═════ TASK MATERIAL

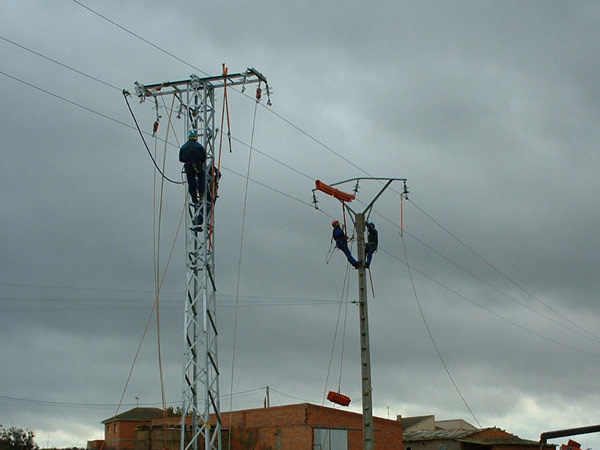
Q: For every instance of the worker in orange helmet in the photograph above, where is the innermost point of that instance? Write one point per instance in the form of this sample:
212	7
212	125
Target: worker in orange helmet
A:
341	242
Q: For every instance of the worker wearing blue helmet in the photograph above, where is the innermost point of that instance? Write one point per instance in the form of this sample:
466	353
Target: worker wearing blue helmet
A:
372	242
193	156
341	242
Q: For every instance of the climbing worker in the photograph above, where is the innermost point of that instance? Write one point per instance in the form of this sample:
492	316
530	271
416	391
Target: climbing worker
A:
341	242
193	156
372	242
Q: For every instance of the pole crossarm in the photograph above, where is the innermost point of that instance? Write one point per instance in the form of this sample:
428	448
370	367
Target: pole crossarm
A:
365	352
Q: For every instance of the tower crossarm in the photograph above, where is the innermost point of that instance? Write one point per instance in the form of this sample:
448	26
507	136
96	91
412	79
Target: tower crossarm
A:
251	75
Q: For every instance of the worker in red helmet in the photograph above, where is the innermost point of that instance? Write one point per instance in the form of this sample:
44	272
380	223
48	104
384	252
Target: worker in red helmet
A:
341	242
372	243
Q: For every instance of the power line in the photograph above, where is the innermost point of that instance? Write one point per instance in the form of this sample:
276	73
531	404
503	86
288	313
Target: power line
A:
437	350
60	64
355	166
495	314
291	124
495	269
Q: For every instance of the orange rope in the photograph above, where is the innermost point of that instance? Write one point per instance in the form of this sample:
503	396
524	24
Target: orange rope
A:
371	278
344	214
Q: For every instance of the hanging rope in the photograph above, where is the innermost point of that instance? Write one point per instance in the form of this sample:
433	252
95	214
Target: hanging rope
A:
237	292
344	331
345	288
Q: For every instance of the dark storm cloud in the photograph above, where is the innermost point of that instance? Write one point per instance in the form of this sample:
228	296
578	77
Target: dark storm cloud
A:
489	109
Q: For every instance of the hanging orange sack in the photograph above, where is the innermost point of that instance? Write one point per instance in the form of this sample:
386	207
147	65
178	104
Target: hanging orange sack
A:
338	398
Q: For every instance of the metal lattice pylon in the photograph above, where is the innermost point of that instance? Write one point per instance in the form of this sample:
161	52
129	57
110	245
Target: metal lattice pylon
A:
201	397
200	325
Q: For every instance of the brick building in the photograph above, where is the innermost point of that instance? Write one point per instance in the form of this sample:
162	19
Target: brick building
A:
425	433
119	430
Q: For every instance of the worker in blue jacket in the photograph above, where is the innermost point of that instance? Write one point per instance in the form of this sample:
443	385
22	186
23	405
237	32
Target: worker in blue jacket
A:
193	156
372	243
341	242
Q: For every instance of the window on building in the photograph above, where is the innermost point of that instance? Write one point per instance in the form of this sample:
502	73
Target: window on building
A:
330	439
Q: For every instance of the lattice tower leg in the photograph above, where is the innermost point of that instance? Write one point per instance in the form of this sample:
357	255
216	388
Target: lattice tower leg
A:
200	373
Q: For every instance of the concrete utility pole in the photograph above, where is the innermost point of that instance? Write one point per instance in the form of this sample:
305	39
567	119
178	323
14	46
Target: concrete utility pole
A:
359	219
196	99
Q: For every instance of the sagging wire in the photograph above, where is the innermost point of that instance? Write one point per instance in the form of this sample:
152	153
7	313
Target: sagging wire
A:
125	95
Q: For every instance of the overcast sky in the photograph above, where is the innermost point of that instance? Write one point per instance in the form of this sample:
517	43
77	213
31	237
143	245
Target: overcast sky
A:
489	109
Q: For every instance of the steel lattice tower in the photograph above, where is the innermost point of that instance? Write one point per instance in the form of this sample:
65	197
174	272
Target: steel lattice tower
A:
201	370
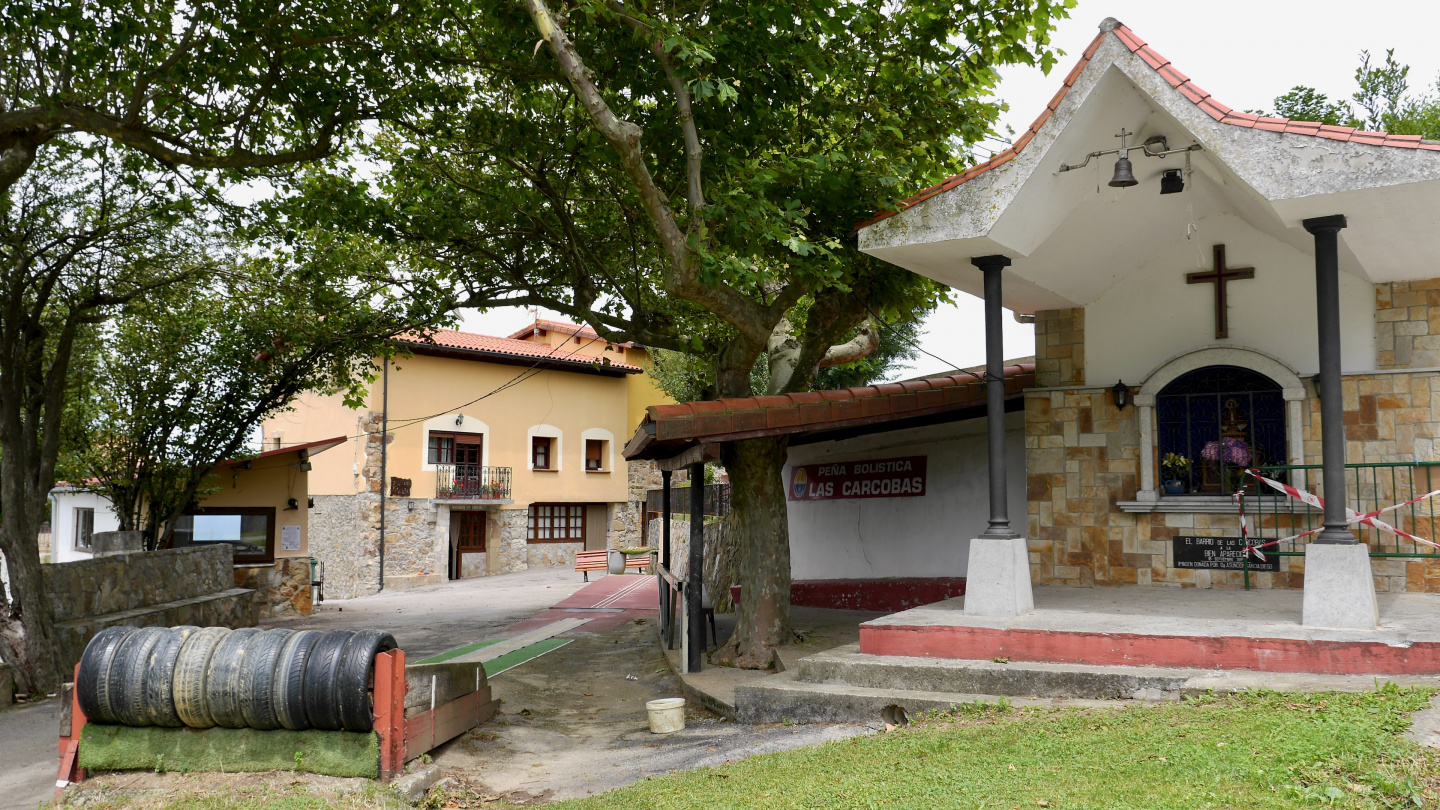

══════════

Would you copy all the material exactly, dropping the pictures?

SOLVED PROBLEM:
Q: For every instance of the worker in orange helmet in the photograph above, where is the innermost point of that instance? Write one point per instance in the form of this sample:
212	7
212	125
Target: worker in orange helmet
A:
341	242
Q: For every instance of the worker wearing blue helmet in the photograph above, where is the innermost point of that instance? Write one point per instance in the form of this sample:
466	353
Target: worker wearing blue helmet
A:
372	242
193	156
341	242
Q: For every instance of the climbing worker in the photograph above, where is the innermost point of that instance? Write one point per instance in the form of this sample:
492	316
530	271
416	391
Target: climbing worker
A:
341	242
193	156
372	242
Q: For every instance of the pole crossarm in the photograph above, where is the innermost point of that instance? Write one point per instance in the form of this sample:
428	448
370	367
Target: pole crossarm
A:
365	352
Q: For every instance of the tower crossarm in the photograph above, where is the innermost point of that instance? Write one point per instance in the form of this sample:
448	26
507	136
96	91
412	79
Target: tower crossarm
A:
251	75
Q: For every instance of the worker in red helmet in the photograph above, where is the innermost point of that instance? Write one point per instance in the form of this sample:
44	272
380	223
48	104
384	252
Target: worker in red helmet
A:
341	242
372	243
Q: For every instance of the power line in the photograph above, where is the innermost point of that instance? Write one point per instance in the form of this sample:
276	73
531	404
503	86
288	313
Target: power line
A:
437	350
60	64
355	166
495	314
291	124
495	269
Q: For every instance of the orange rope in the photograph above, where is the innermost point of that instance? Write one point per instance in the form of this sample:
503	396
524	24
Target: orange rope
A:
371	278
344	214
Q: For every instance of the hanging rope in the photograph above, where is the innermost point of that instance? Write one point per instance in the form of this sample:
433	252
95	214
Target: hanging rope
A:
237	292
344	331
345	288
Q: For every instance of the dark storm cloud in the photograph above, where is the innermost point of that instance? Write one point per instance in the form of this sample:
228	296
578	77
Target: dark storm cloud
A:
489	109
Q: For every instance of the hanging orange sack in the photograph above, where is the innermost point of that instance? Write one point per instance in the form of this sample:
386	207
147	65
178	104
Target: hanging orange sack
A:
338	398
Q: For every instance of the metal lattice pylon in the photograph above, where is the innermost point of that instance? Write one point per instance in the form of this sample:
161	52
129	57
110	245
Target: metal lattice pylon
A:
201	397
200	325
Q: For every instance of the brick building in the photograph above, where is the innermost point of that instance? Write one point per instance in the form of this sample:
162	19
Target: brick building
A:
425	433
119	430
Q: For every instance of the worker in blue jacket in the photograph above, where is the innermost point of that instance? Write one point per instance in the form of this sample:
443	385
22	186
23	405
237	32
Target: worker in blue jacket
A:
193	156
372	243
341	242
Q: For every instance of the window on building in the photograph above, where is the innermost point of that instance? Write one point per instance in the form of this sample:
502	73
Target: window on building
A:
330	439
Q: For every instance of the lattice tower leg in the photograph above, where is the innermost point of that instance? Write one point per instance in the form of this sample:
357	255
216	388
Target: lattice tower leg
A:
200	373
Q: For every instance of the concrete utility pole in the photograph above, where is the innermost point of that instance? Write one point per instance in the form of this sample:
305	39
567	119
178	323
14	46
Target: concrete utility pole
A:
359	219
196	99
Q: For every instance of the sagging wire in the photograph above, where is the innermost point of that instance? Write one point per instance in the form of this sample:
152	153
7	313
Target: sagging wire
A:
125	95
Q: For every instance of the overcast sky in the photograph above, where is the innermost point of that instance? Write one point per instance in the form of this sample:
517	43
77	213
31	237
143	245
Target: overcast sky
A:
489	109
Q: For every instance of the steel lattice tower in the photograph above, where is the innermost point of that instance? Write one point per instance in the form of this sample:
65	197
174	272
Target: steel lattice tower
A:
201	370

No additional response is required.